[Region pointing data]
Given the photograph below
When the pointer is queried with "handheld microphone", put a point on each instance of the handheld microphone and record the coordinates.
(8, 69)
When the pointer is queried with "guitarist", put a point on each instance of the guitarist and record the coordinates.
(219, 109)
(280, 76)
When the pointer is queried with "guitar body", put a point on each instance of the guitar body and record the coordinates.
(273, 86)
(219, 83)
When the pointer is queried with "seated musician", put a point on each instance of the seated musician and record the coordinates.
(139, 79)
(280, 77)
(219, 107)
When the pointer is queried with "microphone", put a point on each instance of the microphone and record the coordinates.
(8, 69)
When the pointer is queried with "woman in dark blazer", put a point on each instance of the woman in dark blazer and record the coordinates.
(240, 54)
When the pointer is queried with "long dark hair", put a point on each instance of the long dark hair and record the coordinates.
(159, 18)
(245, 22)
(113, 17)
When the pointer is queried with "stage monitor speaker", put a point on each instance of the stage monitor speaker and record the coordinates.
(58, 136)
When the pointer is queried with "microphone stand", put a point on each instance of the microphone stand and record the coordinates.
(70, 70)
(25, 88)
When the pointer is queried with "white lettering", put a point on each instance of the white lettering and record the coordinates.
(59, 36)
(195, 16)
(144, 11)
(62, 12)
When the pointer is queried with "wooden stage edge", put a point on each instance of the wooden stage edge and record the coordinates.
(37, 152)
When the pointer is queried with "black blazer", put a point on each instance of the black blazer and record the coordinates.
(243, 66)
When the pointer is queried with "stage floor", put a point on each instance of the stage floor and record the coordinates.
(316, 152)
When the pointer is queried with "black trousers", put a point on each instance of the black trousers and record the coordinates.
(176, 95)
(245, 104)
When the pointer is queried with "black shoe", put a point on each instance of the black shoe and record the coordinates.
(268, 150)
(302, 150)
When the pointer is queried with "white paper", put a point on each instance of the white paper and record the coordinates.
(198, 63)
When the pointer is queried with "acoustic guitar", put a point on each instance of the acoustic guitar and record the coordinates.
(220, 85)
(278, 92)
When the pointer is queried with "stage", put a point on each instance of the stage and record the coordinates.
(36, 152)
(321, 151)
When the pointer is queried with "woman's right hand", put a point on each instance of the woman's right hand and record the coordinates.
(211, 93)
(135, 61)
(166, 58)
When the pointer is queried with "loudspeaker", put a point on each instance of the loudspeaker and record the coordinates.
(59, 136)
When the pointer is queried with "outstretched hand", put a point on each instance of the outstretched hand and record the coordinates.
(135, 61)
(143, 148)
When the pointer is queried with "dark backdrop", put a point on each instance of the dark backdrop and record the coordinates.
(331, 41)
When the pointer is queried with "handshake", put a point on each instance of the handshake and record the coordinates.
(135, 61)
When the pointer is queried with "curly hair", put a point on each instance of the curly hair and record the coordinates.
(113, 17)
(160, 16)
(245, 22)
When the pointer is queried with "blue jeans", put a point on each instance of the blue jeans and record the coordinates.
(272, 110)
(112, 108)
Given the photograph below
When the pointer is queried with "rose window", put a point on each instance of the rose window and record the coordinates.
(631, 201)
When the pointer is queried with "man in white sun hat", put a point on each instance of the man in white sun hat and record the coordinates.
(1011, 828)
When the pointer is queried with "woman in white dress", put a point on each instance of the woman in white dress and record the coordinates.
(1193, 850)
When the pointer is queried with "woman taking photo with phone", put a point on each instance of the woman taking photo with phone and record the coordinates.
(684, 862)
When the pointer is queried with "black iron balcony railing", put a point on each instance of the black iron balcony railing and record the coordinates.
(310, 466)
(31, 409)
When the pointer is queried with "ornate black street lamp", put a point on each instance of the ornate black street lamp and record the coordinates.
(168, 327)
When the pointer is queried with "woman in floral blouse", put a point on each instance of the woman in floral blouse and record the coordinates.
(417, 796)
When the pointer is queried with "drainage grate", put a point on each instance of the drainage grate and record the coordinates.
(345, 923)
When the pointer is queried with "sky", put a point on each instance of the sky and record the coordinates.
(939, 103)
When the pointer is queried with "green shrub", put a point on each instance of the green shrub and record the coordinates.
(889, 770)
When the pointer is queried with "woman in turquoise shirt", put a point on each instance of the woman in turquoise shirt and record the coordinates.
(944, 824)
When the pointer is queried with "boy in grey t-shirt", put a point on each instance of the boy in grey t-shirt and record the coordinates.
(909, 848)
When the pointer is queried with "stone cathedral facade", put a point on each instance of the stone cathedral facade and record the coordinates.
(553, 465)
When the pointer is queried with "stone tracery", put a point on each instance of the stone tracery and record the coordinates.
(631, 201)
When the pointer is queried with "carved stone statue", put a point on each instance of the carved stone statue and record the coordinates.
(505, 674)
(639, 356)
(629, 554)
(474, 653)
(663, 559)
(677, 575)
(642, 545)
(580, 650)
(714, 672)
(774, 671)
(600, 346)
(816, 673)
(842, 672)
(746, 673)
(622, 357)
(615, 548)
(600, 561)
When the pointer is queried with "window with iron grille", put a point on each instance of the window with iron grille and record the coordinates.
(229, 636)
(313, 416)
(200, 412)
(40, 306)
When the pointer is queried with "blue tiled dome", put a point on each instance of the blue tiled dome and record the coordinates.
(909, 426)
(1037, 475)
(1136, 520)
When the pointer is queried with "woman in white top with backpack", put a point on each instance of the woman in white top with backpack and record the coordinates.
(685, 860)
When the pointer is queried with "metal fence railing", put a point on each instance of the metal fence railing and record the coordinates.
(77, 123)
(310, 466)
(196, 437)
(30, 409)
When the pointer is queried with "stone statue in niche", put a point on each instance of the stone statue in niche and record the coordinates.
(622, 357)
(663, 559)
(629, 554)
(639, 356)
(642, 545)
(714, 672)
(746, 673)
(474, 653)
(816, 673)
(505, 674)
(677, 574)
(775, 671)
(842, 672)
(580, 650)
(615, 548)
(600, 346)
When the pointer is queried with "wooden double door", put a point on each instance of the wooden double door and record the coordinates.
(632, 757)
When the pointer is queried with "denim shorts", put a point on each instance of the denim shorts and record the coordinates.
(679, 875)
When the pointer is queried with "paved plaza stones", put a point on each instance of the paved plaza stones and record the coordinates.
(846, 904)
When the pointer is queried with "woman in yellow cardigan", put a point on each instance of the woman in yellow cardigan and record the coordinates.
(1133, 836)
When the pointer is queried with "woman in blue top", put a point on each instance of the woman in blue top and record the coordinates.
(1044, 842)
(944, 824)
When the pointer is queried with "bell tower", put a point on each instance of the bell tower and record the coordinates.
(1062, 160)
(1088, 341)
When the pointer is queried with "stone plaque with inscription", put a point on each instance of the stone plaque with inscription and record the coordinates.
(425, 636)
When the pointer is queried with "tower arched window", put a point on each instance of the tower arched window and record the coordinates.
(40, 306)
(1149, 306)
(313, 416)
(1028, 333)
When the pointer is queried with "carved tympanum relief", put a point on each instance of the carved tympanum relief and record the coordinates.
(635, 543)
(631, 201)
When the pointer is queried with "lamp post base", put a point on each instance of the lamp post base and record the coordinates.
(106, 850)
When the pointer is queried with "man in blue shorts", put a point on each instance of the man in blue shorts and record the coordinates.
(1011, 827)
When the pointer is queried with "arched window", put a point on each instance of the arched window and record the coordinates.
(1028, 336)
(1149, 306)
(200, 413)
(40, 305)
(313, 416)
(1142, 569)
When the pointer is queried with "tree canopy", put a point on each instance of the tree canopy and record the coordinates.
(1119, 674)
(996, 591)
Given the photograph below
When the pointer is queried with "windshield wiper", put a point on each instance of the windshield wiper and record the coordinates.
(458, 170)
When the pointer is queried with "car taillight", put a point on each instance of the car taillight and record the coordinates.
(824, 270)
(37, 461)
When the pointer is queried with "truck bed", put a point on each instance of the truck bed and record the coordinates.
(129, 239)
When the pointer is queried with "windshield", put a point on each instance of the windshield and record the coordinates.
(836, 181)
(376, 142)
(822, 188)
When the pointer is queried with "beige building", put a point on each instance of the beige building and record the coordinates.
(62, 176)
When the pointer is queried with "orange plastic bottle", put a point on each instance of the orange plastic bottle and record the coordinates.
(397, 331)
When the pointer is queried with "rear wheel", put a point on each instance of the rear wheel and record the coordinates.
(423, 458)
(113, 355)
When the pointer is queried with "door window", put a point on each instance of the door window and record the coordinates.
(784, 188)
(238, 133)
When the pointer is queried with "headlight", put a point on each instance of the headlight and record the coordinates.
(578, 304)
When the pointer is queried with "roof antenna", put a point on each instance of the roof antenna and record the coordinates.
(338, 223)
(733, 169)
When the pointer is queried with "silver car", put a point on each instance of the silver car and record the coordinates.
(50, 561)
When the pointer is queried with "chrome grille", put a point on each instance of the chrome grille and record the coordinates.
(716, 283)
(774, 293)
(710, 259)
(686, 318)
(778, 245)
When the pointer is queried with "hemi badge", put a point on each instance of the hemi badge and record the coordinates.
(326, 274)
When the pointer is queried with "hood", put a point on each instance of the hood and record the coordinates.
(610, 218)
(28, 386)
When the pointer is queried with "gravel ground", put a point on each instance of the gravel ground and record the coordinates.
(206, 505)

INSTRUCTIONS FOR THE TASK –
Exactly the lines from the one containing "wiper and record the coordinates." through the last line of the records are to be transcribed, both endpoints included.

WRITTEN REPLY –
When the pointer is queried with "windshield wiper", put a point on each instance of the windshield wiper and record the coordinates.
(458, 170)
When the pointer is queried with "car taillight", put a point on each instance of the car taillight and record the coordinates.
(824, 270)
(37, 461)
When the pointer is queried with "truck bed", put a point on each instance of the truck bed and record the coordinates.
(129, 239)
When the pointer is queried with "windshield", put a point on each instance of the windshield and record the coordinates.
(836, 181)
(376, 142)
(822, 188)
When the pointer is queried with "beige building", put a point on each instance of the beige building and record the coordinates.
(62, 176)
When the pointer is queried with "orange plastic bottle", put a point on each instance of the orange plastic bottle and record the coordinates.
(397, 331)
When the pointer is queried with "rear wheel", put a point on each instance of the rear wheel and record the coordinates.
(423, 458)
(113, 355)
When the pointer is queried with "door window", put a point on each instance of the door window and record the coordinates.
(784, 188)
(238, 133)
When the pointer is queried with "headlight", put a point on each instance of the headlight and record the coordinates.
(578, 304)
When the pointer is queried with "roof antenna", put a point on each instance of the roof antenna and record the coordinates.
(338, 223)
(733, 169)
When the pointer is queried with "silver car", put a point on each instance of the silver car and record the coordinates.
(50, 561)
When the pointer is queried with "chrome grille", put a point on each instance of the chrome grille and record the coordinates.
(716, 283)
(774, 293)
(710, 259)
(686, 318)
(778, 245)
When the pointer is queried with "hemi badge", put a point on each instance of the hemi badge and record the coordinates.
(326, 274)
When the pointer is queried with "hood", put a point on each instance of the hood and record the coordinates.
(610, 218)
(28, 386)
When the pointer is queried with "gravel ground", put a point on each instance of the gravel ground and record the coordinates.
(206, 505)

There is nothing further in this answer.